(Beginning of Records shown)

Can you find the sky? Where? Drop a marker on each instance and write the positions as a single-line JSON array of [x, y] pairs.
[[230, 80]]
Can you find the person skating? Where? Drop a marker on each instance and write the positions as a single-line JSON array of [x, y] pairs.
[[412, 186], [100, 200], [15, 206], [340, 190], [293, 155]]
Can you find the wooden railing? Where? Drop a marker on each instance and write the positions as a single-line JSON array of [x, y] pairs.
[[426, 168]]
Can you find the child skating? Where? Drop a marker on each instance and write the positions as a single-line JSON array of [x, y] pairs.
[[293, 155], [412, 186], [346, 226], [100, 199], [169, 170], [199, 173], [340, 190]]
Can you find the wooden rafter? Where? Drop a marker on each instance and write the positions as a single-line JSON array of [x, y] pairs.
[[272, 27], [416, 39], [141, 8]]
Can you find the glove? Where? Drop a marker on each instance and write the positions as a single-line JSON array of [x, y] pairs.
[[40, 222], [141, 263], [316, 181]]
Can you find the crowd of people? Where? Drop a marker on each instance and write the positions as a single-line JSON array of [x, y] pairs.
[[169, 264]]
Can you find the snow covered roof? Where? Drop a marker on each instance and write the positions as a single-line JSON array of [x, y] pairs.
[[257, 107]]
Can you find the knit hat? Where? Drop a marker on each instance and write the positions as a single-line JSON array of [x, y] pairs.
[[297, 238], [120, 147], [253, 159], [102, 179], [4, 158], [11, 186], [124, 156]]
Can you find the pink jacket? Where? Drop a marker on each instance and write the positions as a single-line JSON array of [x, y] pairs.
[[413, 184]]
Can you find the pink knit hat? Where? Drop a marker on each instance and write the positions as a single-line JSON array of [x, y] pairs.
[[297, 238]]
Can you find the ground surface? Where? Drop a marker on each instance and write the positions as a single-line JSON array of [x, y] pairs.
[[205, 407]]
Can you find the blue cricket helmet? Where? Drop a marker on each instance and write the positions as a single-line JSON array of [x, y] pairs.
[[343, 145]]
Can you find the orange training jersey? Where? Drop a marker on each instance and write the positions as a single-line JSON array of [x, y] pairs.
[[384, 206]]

(End of Records shown)

> _What the exercise asks_
Copy each line of the data above exactly as it appears.

> _Task response_
Can you find the sky? Where? Drop a marker on each instance and write the positions as a single-line JSON array of [x, y] pairs.
[[230, 80]]
Can you find the person skating? Where? Drop a marker on each instance and write the positions as a single-line JSON array of [x, y] pairs.
[[412, 186], [100, 200], [15, 206], [340, 190], [293, 155]]
Can you find the wooden railing? Where? Drop a marker on each instance and write the positions as a single-line JSON array of [x, y] pairs.
[[426, 168]]
Can you find the child skating? Where? Drop a marker on each instance and write the positions as a single-line JSON array of [x, y] pairs.
[[293, 155], [412, 186], [346, 226], [100, 199], [169, 170], [199, 173], [340, 190]]
Can you find the wooden rafter? Where? Drop a marker on each instance and write the positions as a single-line JSON array of [x, y] pairs.
[[272, 27], [416, 39], [141, 8]]
Can you find the glove? Where? Drop a marker on each instance and write the positions as a single-line JSON array of [x, y] pairs.
[[40, 222], [141, 263], [316, 181]]
Can you find the crowd of people? Where? Drop a marker on each instance and write the positions as a single-line JSON array of [x, y] pairs.
[[169, 264]]
Can you find the snow covered roof? Where? Drop a marker on each instance and write the positions as a single-line JSON array of [x, y] pairs.
[[257, 107]]
Can you find the knit hat? Where? Drop a marker on each instance and write the positions as a single-line JSON array of [x, y] pairs.
[[297, 238], [120, 147], [253, 159], [102, 179], [4, 158], [11, 186], [124, 156]]
Can you find the pink jacket? Where? Drop a marker on each instance and write the positions as a single-line JSON array of [x, y] pairs.
[[413, 184]]
Can you find the pink knit hat? Where? Drop a marker on each instance and write the positions as a single-line JSON array of [x, y] pairs.
[[297, 238]]
Can you find the ground surface? Where? Drop a marker on each instance and write the positions as a single-line JSON array of [x, y] pairs.
[[205, 407]]
Can you find the blue cricket helmet? Where? Drop a marker on each instance and write the positions as a single-line JSON array of [x, y] pairs.
[[343, 145]]
Can you find the orange training jersey? Where? Drop a marker on each instance and write the positions as a single-line JSON array of [x, y] pairs.
[[384, 206]]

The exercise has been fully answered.